Knight Center researchers publish study about climate change coverage in the Great Lakes

Bruno Takahashi

Bruno Takahashi


Knight Center research director Bruno Takahashi recently co-authored a study in the journal Environmental Communication examining media coverage of climate change in news publications around the Great Lakes region. The study was co-authored with Kanni Huang, a recent Ph.D graduate from MSU; Fred Fico, emeritus professor in the School of Journalism at MSU,; and Dave Poulson, associate director of the Knight Center.
The study, titled Climate change reporting in Great Lakes region newspapers: a comparative study of the use of expert sources, examined the use of expert sources by online news outlets and found that few expert sources were used in the coverage of climate change, compared to non-expert sources such as politicians. In regards to these expert sources, the researchers found that very few skeptics were used in the stories. However, skeptic sources were more prominent in the stories; — in other words, they were featured earlier in stories than sources who believed in climate change. The study results also showed that reporters who cover climate change more frequently tended to use scientific sources more frequently and more prominently than reporters who authored fewer stories on the issue Finally, the study found that Canadian newspapers gave non-science sources significantly greater prominence than did US newspapers.

* **DATA SECTION**:

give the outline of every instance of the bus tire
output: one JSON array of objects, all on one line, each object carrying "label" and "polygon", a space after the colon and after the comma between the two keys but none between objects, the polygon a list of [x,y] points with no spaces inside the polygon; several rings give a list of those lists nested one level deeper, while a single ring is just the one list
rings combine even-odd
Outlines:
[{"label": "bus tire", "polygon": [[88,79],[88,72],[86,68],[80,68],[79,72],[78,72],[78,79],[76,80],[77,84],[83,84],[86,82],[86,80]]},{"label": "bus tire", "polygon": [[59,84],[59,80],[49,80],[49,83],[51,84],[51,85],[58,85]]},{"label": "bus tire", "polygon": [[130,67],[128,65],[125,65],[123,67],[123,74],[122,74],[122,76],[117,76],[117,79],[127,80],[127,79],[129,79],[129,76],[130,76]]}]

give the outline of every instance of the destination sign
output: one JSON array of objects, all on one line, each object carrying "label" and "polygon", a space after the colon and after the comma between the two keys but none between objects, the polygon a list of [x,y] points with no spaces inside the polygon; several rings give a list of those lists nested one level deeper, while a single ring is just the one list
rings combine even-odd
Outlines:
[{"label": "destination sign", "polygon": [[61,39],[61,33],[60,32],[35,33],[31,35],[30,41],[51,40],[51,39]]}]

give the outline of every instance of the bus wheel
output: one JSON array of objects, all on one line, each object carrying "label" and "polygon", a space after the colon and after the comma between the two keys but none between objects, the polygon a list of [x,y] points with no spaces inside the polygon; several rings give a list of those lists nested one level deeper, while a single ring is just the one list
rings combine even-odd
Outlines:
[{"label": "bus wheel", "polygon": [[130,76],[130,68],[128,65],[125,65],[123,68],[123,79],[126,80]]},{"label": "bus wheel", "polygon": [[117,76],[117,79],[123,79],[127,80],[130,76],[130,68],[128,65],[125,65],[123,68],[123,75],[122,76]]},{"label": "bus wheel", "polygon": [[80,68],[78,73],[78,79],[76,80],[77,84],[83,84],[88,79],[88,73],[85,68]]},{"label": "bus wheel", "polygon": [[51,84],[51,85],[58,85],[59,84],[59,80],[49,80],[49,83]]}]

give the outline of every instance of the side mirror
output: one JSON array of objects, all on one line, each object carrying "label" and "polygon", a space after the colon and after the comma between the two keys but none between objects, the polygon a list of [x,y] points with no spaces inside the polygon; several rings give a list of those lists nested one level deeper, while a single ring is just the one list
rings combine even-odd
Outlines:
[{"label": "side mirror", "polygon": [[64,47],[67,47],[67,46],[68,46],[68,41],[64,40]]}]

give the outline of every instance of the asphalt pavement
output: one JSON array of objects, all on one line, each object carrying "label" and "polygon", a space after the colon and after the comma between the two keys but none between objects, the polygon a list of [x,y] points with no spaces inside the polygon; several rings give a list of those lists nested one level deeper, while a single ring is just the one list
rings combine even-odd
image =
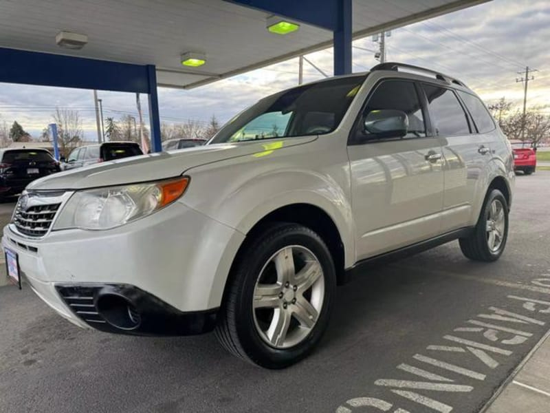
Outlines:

* **YOUR TASKS**:
A: Retype the climate coverage article from "Knight Center researchers" to "the Knight Center.".
B: Please revise the records from the line with "give the outline of every instance of the side" to the end of the records, replacing "instance" with "occurrence" and changing nothing else. Give only those lines, and leave the pictures out.
The climate coverage article and the records are separate material.

* **EXERCISE RESULTS**:
A:
Knight Center researchers publish study about climate change coverage in the Great Lakes

Bruno Takahashi

Bruno Takahashi


Knight Center research director Bruno Takahashi recently co-authored a study in the journal Environmental Communication examining media coverage of climate change in news publications around the Great Lakes region. The study was co-authored with Kanni Huang, a recent Ph.D graduate from MSU; Fred Fico, emeritus professor in the School of Journalism at MSU,; and Dave Poulson, associate director of the Knight Center.

B:
give the outline of every occurrence of the side mirror
output: one JSON array of objects, all on one line, each object carrying "label" and "polygon", a space after the colon and after the comma between the two keys but none between objects, the polygon a list of [x,y] points with no spaces inside the polygon; several rings give a list of those lists nested one level deeper, while a single ring is just the one list
rings combine even-odd
Outlines:
[{"label": "side mirror", "polygon": [[64,47],[67,47],[67,46],[68,46],[68,41],[64,40]]}]

give the outline of every occurrence of the asphalt pavement
output: one JSON array of objects, all on one line, each object carrying "label" and "polygon", a space after the colon and after the comma between the two keys but none between objects, the polygon a list of [x,y] points with no spaces inside the polygon; several rings give a list of those lists nested one level deeper, while a single ring is just the one list
rings combine even-odd
image =
Outlines:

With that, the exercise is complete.